### [TEXT EXCERPT]
--*--

76. Minimum Window Substring

Minimum Window Substring

Problem Description

Given two strings s and t of lengths m and n respectively, return the minimum window substring of s such that every character in t (including duplicates) is included in the window. If there is no such substring, return the empty string "".

The test cases will be generated such that the answer is unique.

A substring is a contiguous sequence of characters within the string.

 

Example 1:

Input: s = "ADOBECODEBANC", t = "ABC"
Output: "BANC"

Explanation: The minimum window substring "BANC" includes 'A', 'B', and 'C' from string t.

Example 2:

Input: s = "a", t = "a"
Output: "a"

Explanation: The entire string s is the minimum window.

Example 3:

Input: s = "a", t = "aa"
Output: ""

Explanation: Both 'a's from t must be included in the window.
Since the largest window of s only has one 'a', return empty string.

 

Constraints:

• m == s.length
• n == t.length
• 1 <= m, n <= 105
• s and t consist of uppercase and lowercase English letters.

 

Follow up: Could you find an algorithm that runs in O(m + n) time?

Approach) Sliding Window

1. From the name of the problem, you see a "window" in it.
2. So basically it's trying to give us a hint, that is, we should find some "window" that contains all the characters in t and it has the shortest length.
3. So, sliding window algorithm.
4. Sliding window is a very useful technique that involves a left and right pointer, and by moving the left and right pointers, we can find each possible window that satisfies our constraint that it should contain all the characters in t.
5. So how do we know if a window contains all characters in t?

--*--

### [SET TASKS]
1. Repeat the records word for word, from their first line through the line that contains "[[374, 510]]", including both of those lines.
2. Pick up the minimum window substring write-up where it stops and continue it.

--*--

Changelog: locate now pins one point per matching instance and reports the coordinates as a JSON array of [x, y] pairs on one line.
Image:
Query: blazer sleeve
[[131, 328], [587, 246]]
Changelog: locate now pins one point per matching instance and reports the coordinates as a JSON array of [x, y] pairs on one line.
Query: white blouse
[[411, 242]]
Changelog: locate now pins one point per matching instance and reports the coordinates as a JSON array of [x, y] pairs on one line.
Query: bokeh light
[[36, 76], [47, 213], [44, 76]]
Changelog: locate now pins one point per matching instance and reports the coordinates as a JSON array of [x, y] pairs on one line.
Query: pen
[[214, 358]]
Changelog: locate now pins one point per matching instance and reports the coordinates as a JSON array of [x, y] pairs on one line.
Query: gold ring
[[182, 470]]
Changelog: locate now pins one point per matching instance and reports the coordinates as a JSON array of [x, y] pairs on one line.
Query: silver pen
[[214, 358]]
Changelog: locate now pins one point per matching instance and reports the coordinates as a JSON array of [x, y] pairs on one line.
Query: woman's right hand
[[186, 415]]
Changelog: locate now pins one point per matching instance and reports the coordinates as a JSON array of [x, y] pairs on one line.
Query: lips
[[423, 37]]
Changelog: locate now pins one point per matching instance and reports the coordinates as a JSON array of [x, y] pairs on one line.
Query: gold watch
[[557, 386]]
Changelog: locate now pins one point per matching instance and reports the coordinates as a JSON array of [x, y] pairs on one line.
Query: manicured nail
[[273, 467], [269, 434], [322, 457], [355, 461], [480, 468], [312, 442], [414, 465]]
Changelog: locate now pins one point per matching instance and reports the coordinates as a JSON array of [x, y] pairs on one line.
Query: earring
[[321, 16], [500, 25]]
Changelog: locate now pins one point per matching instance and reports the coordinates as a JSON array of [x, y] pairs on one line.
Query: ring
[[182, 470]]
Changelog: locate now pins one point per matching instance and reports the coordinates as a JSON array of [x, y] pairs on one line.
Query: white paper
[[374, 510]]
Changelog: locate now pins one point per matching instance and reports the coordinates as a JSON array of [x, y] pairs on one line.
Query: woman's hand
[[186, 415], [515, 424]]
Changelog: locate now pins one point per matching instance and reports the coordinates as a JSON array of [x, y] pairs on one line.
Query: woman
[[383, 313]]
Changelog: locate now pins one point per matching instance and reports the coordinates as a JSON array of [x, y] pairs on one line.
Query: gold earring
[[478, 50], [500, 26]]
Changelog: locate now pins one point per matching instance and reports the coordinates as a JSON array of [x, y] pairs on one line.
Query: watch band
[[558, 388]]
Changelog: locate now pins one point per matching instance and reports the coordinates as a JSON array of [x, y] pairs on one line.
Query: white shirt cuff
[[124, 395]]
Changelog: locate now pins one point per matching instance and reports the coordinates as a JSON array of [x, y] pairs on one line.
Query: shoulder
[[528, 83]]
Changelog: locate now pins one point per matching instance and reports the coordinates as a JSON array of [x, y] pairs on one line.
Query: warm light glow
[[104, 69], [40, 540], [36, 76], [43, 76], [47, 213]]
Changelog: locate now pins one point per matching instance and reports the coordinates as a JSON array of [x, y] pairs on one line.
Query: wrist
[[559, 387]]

--*--

### [RESULTS FOR EACH TASK]
1.
Changelog: locate now pins one point per matching instance and reports the coordinates as a JSON array of [x, y] pairs on one line.
Image:
Query: blazer sleeve
[[131, 328], [587, 246]]
Changelog: locate now pins one point per matching instance and reports the coordinates as a JSON array of [x, y] pairs on one line.
Query: white blouse
[[411, 242]]
Changelog: locate now pins one point per matching instance and reports the coordinates as a JSON array of [x, y] pairs on one line.
Query: bokeh light
[[36, 76], [47, 213], [44, 76]]
Changelog: locate now pins one point per matching instance and reports the coordinates as a JSON array of [x, y] pairs on one line.
Query: pen
[[214, 358]]
Changelog: locate now pins one point per matching instance and reports the coordinates as a JSON array of [x, y] pairs on one line.
Query: gold ring
[[182, 470]]
Changelog: locate now pins one point per matching instance and reports the coordinates as a JSON array of [x, y] pairs on one line.
Query: silver pen
[[214, 358]]
Changelog: locate now pins one point per matching instance and reports the coordinates as a JSON array of [x, y] pairs on one line.
Query: woman's right hand
[[186, 415]]
Changelog: locate now pins one point per matching instance and reports the coordinates as a JSON array of [x, y] pairs on one line.
Query: lips
[[423, 37]]
Changelog: locate now pins one point per matching instance and reports the coordinates as a JSON array of [x, y] pairs on one line.
Query: gold watch
[[557, 386]]
Changelog: locate now pins one point per matching instance and reports the coordinates as a JSON array of [x, y] pairs on one line.
Query: manicured nail
[[273, 467], [269, 434], [322, 457], [355, 461], [480, 468], [312, 442], [414, 465]]
Changelog: locate now pins one point per matching instance and reports the coordinates as a JSON array of [x, y] pairs on one line.
Query: earring
[[321, 16], [500, 25]]
Changelog: locate now pins one point per matching instance and reports the coordinates as a JSON array of [x, y] pairs on one line.
Query: ring
[[182, 470]]
Changelog: locate now pins one point per matching instance and reports the coordinates as a JSON array of [x, y] pairs on one line.
Query: white paper
[[374, 510]]

2.
6. We can definitely use a counter and hash map that records how many times each character appears in t.
7. For example, for t = aabc, we know frequencies = { a: 2, b: 1, c: 1 } and count = 4. It means we need to find a substring in s that contains 4 characters that are 2 as, 1 b and 1 c.
8. Initialize l = 0, r = 0, count = 0. l is the left pointer, r is the right pointer and count is how many character we collected for t so far. By moving the right pointer r, when we meet one character of t in s, we can increment count and frequencies of each character. But we only increment count of the character if its frequency is still greater than 0.
9. For example, at a certain point, we have { a: 2 }. It means, to cover the character a in t, we still need the substring in s to contain 2 as. However, once it becomes 0, we can still decrement its frequency in the map, but we cannot increment count, because it does not count as one character that we must cover.
10. But what does the negative frequency in the map mean? It means that we covered more as than necessary in the substring in s for t.
11. So when count == t.length, we know that we covered all characters in t. We can find the start index and its length.
12. Also we will try moving l forward to squeeze it, and we might find an even smaller window.
13. Notice that we only decrement count for character, for example, a, when frequency of a becomes greater than or equal to 0. It means, when you move l forward, you'll miss one a, so one less character in t we counted so far.
14. Think of the frequency map and count are some kind of state. When count == t.length, we know we find a window that can cover every character in t, but it could be smaller if the character at the left end is not a must-include.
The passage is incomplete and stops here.